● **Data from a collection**
+++++

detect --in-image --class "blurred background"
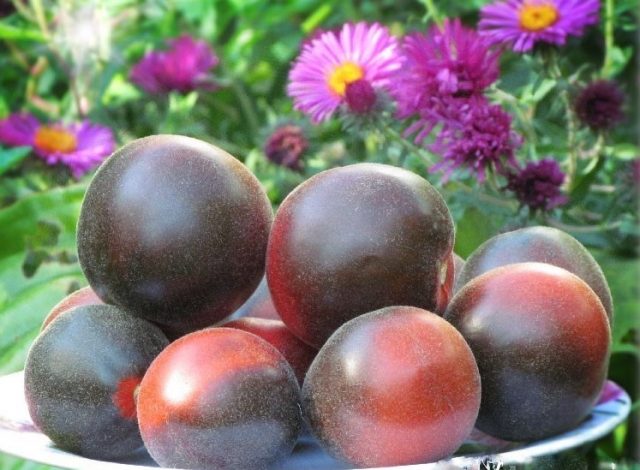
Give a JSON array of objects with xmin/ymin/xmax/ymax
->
[{"xmin": 0, "ymin": 0, "xmax": 640, "ymax": 470}]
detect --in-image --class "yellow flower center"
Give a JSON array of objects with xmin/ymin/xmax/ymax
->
[
  {"xmin": 35, "ymin": 126, "xmax": 78, "ymax": 153},
  {"xmin": 328, "ymin": 62, "xmax": 364, "ymax": 96},
  {"xmin": 520, "ymin": 3, "xmax": 558, "ymax": 32}
]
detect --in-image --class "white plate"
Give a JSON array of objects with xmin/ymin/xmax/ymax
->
[{"xmin": 0, "ymin": 372, "xmax": 631, "ymax": 470}]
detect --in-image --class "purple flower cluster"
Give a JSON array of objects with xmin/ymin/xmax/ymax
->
[
  {"xmin": 0, "ymin": 114, "xmax": 115, "ymax": 178},
  {"xmin": 130, "ymin": 35, "xmax": 218, "ymax": 94},
  {"xmin": 478, "ymin": 0, "xmax": 600, "ymax": 52},
  {"xmin": 430, "ymin": 100, "xmax": 522, "ymax": 181},
  {"xmin": 574, "ymin": 80, "xmax": 625, "ymax": 131},
  {"xmin": 507, "ymin": 158, "xmax": 567, "ymax": 211},
  {"xmin": 395, "ymin": 20, "xmax": 521, "ymax": 181},
  {"xmin": 288, "ymin": 0, "xmax": 596, "ymax": 193},
  {"xmin": 264, "ymin": 124, "xmax": 309, "ymax": 171},
  {"xmin": 393, "ymin": 20, "xmax": 499, "ymax": 120},
  {"xmin": 287, "ymin": 22, "xmax": 403, "ymax": 123}
]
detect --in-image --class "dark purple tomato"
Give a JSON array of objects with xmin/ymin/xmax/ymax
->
[
  {"xmin": 445, "ymin": 263, "xmax": 610, "ymax": 441},
  {"xmin": 231, "ymin": 277, "xmax": 280, "ymax": 320},
  {"xmin": 40, "ymin": 286, "xmax": 104, "ymax": 331},
  {"xmin": 302, "ymin": 307, "xmax": 480, "ymax": 467},
  {"xmin": 267, "ymin": 163, "xmax": 454, "ymax": 347},
  {"xmin": 138, "ymin": 328, "xmax": 302, "ymax": 469},
  {"xmin": 24, "ymin": 305, "xmax": 168, "ymax": 459},
  {"xmin": 78, "ymin": 135, "xmax": 272, "ymax": 334},
  {"xmin": 456, "ymin": 227, "xmax": 613, "ymax": 321},
  {"xmin": 220, "ymin": 317, "xmax": 318, "ymax": 385},
  {"xmin": 453, "ymin": 253, "xmax": 465, "ymax": 293}
]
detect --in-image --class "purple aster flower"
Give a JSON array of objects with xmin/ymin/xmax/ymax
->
[
  {"xmin": 430, "ymin": 98, "xmax": 522, "ymax": 181},
  {"xmin": 507, "ymin": 158, "xmax": 567, "ymax": 211},
  {"xmin": 478, "ymin": 0, "xmax": 600, "ymax": 52},
  {"xmin": 130, "ymin": 35, "xmax": 219, "ymax": 94},
  {"xmin": 264, "ymin": 125, "xmax": 309, "ymax": 171},
  {"xmin": 344, "ymin": 79, "xmax": 377, "ymax": 114},
  {"xmin": 392, "ymin": 19, "xmax": 499, "ymax": 118},
  {"xmin": 0, "ymin": 114, "xmax": 115, "ymax": 178},
  {"xmin": 287, "ymin": 23, "xmax": 402, "ymax": 123},
  {"xmin": 574, "ymin": 80, "xmax": 624, "ymax": 130}
]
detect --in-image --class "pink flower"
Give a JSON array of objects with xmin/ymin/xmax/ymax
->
[
  {"xmin": 287, "ymin": 23, "xmax": 402, "ymax": 123},
  {"xmin": 130, "ymin": 35, "xmax": 219, "ymax": 94},
  {"xmin": 430, "ymin": 98, "xmax": 522, "ymax": 182},
  {"xmin": 264, "ymin": 124, "xmax": 309, "ymax": 171},
  {"xmin": 392, "ymin": 19, "xmax": 500, "ymax": 118},
  {"xmin": 507, "ymin": 158, "xmax": 568, "ymax": 211},
  {"xmin": 0, "ymin": 114, "xmax": 116, "ymax": 178},
  {"xmin": 478, "ymin": 0, "xmax": 600, "ymax": 52}
]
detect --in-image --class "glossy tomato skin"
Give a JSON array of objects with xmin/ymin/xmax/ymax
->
[
  {"xmin": 78, "ymin": 135, "xmax": 272, "ymax": 336},
  {"xmin": 445, "ymin": 263, "xmax": 610, "ymax": 441},
  {"xmin": 40, "ymin": 286, "xmax": 104, "ymax": 331},
  {"xmin": 229, "ymin": 276, "xmax": 280, "ymax": 320},
  {"xmin": 220, "ymin": 317, "xmax": 318, "ymax": 385},
  {"xmin": 24, "ymin": 305, "xmax": 168, "ymax": 459},
  {"xmin": 138, "ymin": 328, "xmax": 302, "ymax": 469},
  {"xmin": 267, "ymin": 163, "xmax": 453, "ymax": 347},
  {"xmin": 456, "ymin": 227, "xmax": 613, "ymax": 321},
  {"xmin": 302, "ymin": 307, "xmax": 480, "ymax": 467},
  {"xmin": 450, "ymin": 253, "xmax": 465, "ymax": 294}
]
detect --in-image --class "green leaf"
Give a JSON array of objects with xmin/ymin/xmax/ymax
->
[
  {"xmin": 302, "ymin": 3, "xmax": 333, "ymax": 34},
  {"xmin": 0, "ymin": 185, "xmax": 85, "ymax": 260},
  {"xmin": 0, "ymin": 185, "xmax": 86, "ymax": 374},
  {"xmin": 454, "ymin": 207, "xmax": 499, "ymax": 259},
  {"xmin": 0, "ymin": 21, "xmax": 44, "ymax": 42},
  {"xmin": 569, "ymin": 157, "xmax": 605, "ymax": 205},
  {"xmin": 607, "ymin": 143, "xmax": 640, "ymax": 161},
  {"xmin": 0, "ymin": 147, "xmax": 31, "ymax": 175}
]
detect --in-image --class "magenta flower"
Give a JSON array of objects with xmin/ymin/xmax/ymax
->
[
  {"xmin": 478, "ymin": 0, "xmax": 600, "ymax": 52},
  {"xmin": 129, "ymin": 35, "xmax": 219, "ymax": 94},
  {"xmin": 574, "ymin": 80, "xmax": 625, "ymax": 131},
  {"xmin": 264, "ymin": 124, "xmax": 309, "ymax": 170},
  {"xmin": 287, "ymin": 23, "xmax": 402, "ymax": 123},
  {"xmin": 507, "ymin": 158, "xmax": 567, "ymax": 211},
  {"xmin": 430, "ymin": 98, "xmax": 522, "ymax": 181},
  {"xmin": 0, "ymin": 114, "xmax": 116, "ymax": 178},
  {"xmin": 392, "ymin": 19, "xmax": 499, "ymax": 119}
]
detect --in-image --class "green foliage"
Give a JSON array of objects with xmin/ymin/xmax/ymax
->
[
  {"xmin": 0, "ymin": 147, "xmax": 31, "ymax": 175},
  {"xmin": 0, "ymin": 185, "xmax": 85, "ymax": 374}
]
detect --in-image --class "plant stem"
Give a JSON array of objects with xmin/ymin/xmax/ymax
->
[
  {"xmin": 11, "ymin": 0, "xmax": 35, "ymax": 21},
  {"xmin": 220, "ymin": 61, "xmax": 260, "ymax": 141},
  {"xmin": 547, "ymin": 51, "xmax": 579, "ymax": 188},
  {"xmin": 421, "ymin": 0, "xmax": 443, "ymax": 26},
  {"xmin": 31, "ymin": 0, "xmax": 51, "ymax": 40},
  {"xmin": 378, "ymin": 125, "xmax": 434, "ymax": 165},
  {"xmin": 491, "ymin": 88, "xmax": 538, "ymax": 157},
  {"xmin": 600, "ymin": 0, "xmax": 615, "ymax": 78}
]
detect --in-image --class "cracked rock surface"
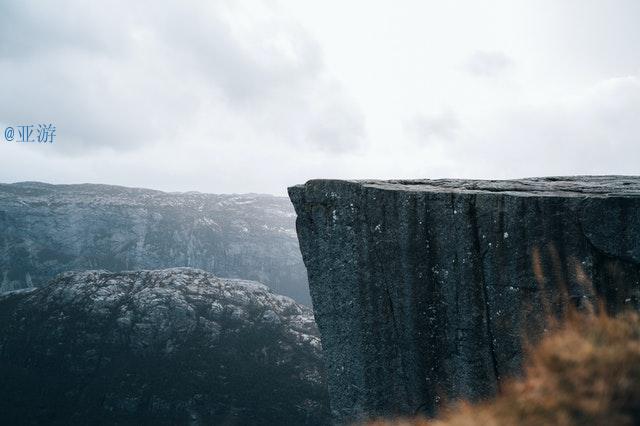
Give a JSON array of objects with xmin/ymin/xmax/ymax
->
[
  {"xmin": 0, "ymin": 182, "xmax": 310, "ymax": 304},
  {"xmin": 0, "ymin": 268, "xmax": 329, "ymax": 425},
  {"xmin": 289, "ymin": 176, "xmax": 640, "ymax": 423}
]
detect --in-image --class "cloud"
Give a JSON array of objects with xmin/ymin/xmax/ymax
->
[
  {"xmin": 464, "ymin": 51, "xmax": 514, "ymax": 78},
  {"xmin": 0, "ymin": 0, "xmax": 364, "ymax": 155},
  {"xmin": 416, "ymin": 76, "xmax": 640, "ymax": 178},
  {"xmin": 404, "ymin": 109, "xmax": 461, "ymax": 143}
]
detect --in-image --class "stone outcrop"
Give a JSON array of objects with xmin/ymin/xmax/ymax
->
[
  {"xmin": 289, "ymin": 176, "xmax": 640, "ymax": 423},
  {"xmin": 0, "ymin": 182, "xmax": 310, "ymax": 304},
  {"xmin": 0, "ymin": 268, "xmax": 329, "ymax": 425}
]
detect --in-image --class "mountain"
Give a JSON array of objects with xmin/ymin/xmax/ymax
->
[
  {"xmin": 0, "ymin": 182, "xmax": 310, "ymax": 304},
  {"xmin": 289, "ymin": 176, "xmax": 640, "ymax": 423},
  {"xmin": 0, "ymin": 268, "xmax": 328, "ymax": 425}
]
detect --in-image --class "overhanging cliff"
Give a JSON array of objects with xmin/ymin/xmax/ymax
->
[{"xmin": 289, "ymin": 176, "xmax": 640, "ymax": 423}]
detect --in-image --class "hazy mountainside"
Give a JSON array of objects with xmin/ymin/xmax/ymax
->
[
  {"xmin": 0, "ymin": 182, "xmax": 309, "ymax": 303},
  {"xmin": 289, "ymin": 176, "xmax": 640, "ymax": 422},
  {"xmin": 0, "ymin": 268, "xmax": 328, "ymax": 425}
]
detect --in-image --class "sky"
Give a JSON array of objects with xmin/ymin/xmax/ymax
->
[{"xmin": 0, "ymin": 0, "xmax": 640, "ymax": 195}]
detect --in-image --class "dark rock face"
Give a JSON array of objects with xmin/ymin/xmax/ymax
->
[
  {"xmin": 0, "ymin": 268, "xmax": 329, "ymax": 425},
  {"xmin": 0, "ymin": 182, "xmax": 310, "ymax": 304},
  {"xmin": 289, "ymin": 177, "xmax": 640, "ymax": 422}
]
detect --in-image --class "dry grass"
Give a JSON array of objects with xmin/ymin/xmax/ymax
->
[{"xmin": 371, "ymin": 312, "xmax": 640, "ymax": 426}]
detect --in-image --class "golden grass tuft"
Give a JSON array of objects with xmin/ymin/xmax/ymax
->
[{"xmin": 370, "ymin": 309, "xmax": 640, "ymax": 426}]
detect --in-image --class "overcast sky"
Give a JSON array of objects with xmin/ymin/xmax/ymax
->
[{"xmin": 0, "ymin": 0, "xmax": 640, "ymax": 195}]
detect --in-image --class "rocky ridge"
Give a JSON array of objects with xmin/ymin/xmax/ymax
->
[
  {"xmin": 0, "ymin": 182, "xmax": 310, "ymax": 304},
  {"xmin": 0, "ymin": 268, "xmax": 328, "ymax": 425}
]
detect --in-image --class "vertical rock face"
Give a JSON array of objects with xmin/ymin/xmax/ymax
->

+++++

● **Exercise objective**
Extract every line of the data above that contains the string "dark", copying each one unchanged.

● **Expected answer**
detect --in-image --class "dark purple tomato"
detect --in-image --class "dark rock face"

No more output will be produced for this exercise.